:: DATA SUPPLIED ::

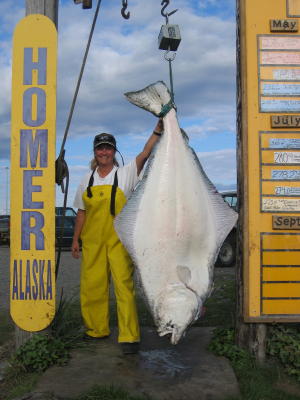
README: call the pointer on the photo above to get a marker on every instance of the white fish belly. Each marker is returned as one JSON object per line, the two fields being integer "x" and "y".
{"x": 175, "y": 224}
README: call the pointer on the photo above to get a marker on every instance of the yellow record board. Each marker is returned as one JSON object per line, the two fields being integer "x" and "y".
{"x": 270, "y": 49}
{"x": 32, "y": 230}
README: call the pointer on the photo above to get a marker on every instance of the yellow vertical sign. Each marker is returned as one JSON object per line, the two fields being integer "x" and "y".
{"x": 32, "y": 244}
{"x": 270, "y": 48}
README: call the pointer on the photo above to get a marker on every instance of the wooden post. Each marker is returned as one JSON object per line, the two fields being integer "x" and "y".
{"x": 48, "y": 8}
{"x": 44, "y": 7}
{"x": 251, "y": 336}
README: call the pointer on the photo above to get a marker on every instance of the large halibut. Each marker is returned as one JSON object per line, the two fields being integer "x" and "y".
{"x": 174, "y": 223}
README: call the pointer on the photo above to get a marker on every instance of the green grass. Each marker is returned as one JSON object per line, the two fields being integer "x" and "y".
{"x": 6, "y": 327}
{"x": 108, "y": 393}
{"x": 17, "y": 384}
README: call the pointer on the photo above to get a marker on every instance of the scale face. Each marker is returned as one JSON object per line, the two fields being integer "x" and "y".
{"x": 270, "y": 70}
{"x": 169, "y": 37}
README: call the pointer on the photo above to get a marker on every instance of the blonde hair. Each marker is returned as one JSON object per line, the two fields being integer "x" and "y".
{"x": 94, "y": 164}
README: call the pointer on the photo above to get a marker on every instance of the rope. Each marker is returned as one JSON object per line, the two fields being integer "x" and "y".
{"x": 61, "y": 167}
{"x": 166, "y": 108}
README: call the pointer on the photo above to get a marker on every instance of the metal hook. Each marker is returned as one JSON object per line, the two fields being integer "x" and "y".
{"x": 125, "y": 5}
{"x": 165, "y": 4}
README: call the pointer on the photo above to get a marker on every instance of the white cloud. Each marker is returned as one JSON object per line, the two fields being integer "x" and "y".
{"x": 220, "y": 166}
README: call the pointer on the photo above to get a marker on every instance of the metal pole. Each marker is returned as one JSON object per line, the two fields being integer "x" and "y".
{"x": 6, "y": 202}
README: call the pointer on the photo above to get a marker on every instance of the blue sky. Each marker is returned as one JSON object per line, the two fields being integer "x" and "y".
{"x": 123, "y": 57}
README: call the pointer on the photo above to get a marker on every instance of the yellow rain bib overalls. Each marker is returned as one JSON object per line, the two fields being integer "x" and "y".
{"x": 103, "y": 254}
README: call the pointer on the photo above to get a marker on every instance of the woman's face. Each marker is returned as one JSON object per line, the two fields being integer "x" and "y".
{"x": 105, "y": 155}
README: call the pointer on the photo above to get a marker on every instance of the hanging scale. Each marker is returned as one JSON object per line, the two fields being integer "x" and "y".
{"x": 169, "y": 39}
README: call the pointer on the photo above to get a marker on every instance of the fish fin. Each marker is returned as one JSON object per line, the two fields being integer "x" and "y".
{"x": 184, "y": 274}
{"x": 152, "y": 98}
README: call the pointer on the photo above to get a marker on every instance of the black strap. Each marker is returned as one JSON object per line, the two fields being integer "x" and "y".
{"x": 91, "y": 182}
{"x": 113, "y": 195}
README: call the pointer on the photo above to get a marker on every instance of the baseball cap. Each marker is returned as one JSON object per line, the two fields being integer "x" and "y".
{"x": 105, "y": 138}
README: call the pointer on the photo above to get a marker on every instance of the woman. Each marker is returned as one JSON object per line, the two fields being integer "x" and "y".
{"x": 100, "y": 196}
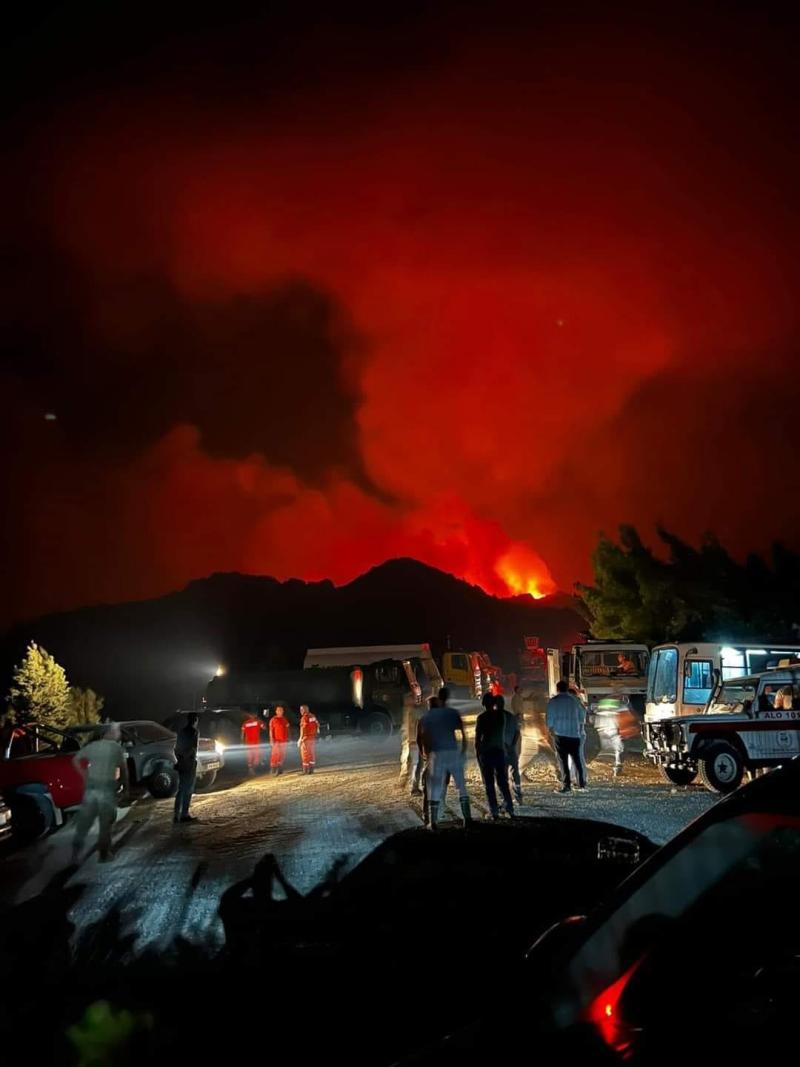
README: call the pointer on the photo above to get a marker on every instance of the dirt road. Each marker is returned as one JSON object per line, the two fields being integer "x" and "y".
{"x": 166, "y": 880}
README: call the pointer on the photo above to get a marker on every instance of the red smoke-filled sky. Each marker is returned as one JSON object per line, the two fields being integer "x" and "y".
{"x": 468, "y": 284}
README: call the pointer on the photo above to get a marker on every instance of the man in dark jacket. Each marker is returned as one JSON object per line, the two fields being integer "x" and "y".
{"x": 186, "y": 764}
{"x": 491, "y": 741}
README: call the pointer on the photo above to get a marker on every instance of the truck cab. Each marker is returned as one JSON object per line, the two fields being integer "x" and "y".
{"x": 749, "y": 722}
{"x": 683, "y": 675}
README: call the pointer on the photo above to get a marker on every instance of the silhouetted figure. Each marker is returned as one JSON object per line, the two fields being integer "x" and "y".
{"x": 438, "y": 728}
{"x": 566, "y": 723}
{"x": 307, "y": 743}
{"x": 514, "y": 726}
{"x": 411, "y": 760}
{"x": 491, "y": 739}
{"x": 278, "y": 738}
{"x": 252, "y": 728}
{"x": 102, "y": 764}
{"x": 186, "y": 764}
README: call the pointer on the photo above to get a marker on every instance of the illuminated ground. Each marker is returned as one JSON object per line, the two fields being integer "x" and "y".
{"x": 166, "y": 881}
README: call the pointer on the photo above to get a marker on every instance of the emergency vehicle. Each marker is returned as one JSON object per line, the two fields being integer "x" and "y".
{"x": 416, "y": 661}
{"x": 469, "y": 674}
{"x": 749, "y": 722}
{"x": 601, "y": 670}
{"x": 682, "y": 677}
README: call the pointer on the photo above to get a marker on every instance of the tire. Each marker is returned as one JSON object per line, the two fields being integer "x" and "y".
{"x": 205, "y": 782}
{"x": 721, "y": 767}
{"x": 163, "y": 782}
{"x": 29, "y": 819}
{"x": 377, "y": 726}
{"x": 677, "y": 776}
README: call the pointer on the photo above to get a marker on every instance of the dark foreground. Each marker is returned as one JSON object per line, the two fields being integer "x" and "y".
{"x": 421, "y": 937}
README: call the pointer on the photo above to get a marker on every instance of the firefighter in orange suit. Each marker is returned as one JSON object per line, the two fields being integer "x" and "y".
{"x": 252, "y": 739}
{"x": 278, "y": 737}
{"x": 307, "y": 743}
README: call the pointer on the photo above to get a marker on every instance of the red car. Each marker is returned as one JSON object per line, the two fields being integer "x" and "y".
{"x": 38, "y": 779}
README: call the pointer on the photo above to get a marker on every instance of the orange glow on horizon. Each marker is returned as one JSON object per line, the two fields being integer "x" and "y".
{"x": 524, "y": 572}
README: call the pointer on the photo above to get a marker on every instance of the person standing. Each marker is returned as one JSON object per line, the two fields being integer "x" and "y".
{"x": 186, "y": 764}
{"x": 514, "y": 749}
{"x": 425, "y": 763}
{"x": 411, "y": 759}
{"x": 566, "y": 723}
{"x": 307, "y": 743}
{"x": 101, "y": 763}
{"x": 252, "y": 741}
{"x": 438, "y": 728}
{"x": 491, "y": 741}
{"x": 278, "y": 737}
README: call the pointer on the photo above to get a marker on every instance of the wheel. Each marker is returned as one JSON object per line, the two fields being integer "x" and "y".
{"x": 678, "y": 776}
{"x": 162, "y": 782}
{"x": 205, "y": 782}
{"x": 29, "y": 819}
{"x": 721, "y": 767}
{"x": 377, "y": 725}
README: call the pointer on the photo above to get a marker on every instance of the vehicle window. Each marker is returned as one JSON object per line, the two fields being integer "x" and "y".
{"x": 611, "y": 663}
{"x": 146, "y": 732}
{"x": 431, "y": 671}
{"x": 719, "y": 861}
{"x": 665, "y": 678}
{"x": 733, "y": 698}
{"x": 387, "y": 673}
{"x": 785, "y": 697}
{"x": 698, "y": 681}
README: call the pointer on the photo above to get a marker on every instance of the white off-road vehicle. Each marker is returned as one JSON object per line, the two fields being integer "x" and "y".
{"x": 748, "y": 722}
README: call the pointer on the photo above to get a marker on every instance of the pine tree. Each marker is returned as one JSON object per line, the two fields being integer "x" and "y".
{"x": 40, "y": 691}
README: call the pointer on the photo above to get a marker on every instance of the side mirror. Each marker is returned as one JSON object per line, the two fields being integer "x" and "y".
{"x": 619, "y": 850}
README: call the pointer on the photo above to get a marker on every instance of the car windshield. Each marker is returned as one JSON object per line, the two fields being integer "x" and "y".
{"x": 609, "y": 663}
{"x": 147, "y": 732}
{"x": 718, "y": 863}
{"x": 733, "y": 697}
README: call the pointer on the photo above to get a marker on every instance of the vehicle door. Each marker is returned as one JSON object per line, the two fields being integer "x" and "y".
{"x": 777, "y": 711}
{"x": 698, "y": 684}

:::

Produce an exact copy of the lines from the one containing "the vehicle door." through the final line of the data, both ends included, and only those.

◆ **WRITTEN RESPONSE**:
README: call the pointer on the photo above to get a marker on every instance of the vehicle door. Each marker is returned as one JSON object per line, the two fields being integer "x" and "y".
{"x": 777, "y": 711}
{"x": 698, "y": 684}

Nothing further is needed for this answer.